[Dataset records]
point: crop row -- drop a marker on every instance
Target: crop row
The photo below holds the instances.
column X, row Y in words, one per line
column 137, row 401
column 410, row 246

- PROBLEM TO WORK ON
Print every one of the rows above again, word for word and unchanged.

- SOLUTION TO THIS TASK
point: crop row -- drop a marker on every instance
Target: crop row
The photo below holds the instances.
column X, row Y in words, one per line
column 137, row 401
column 410, row 246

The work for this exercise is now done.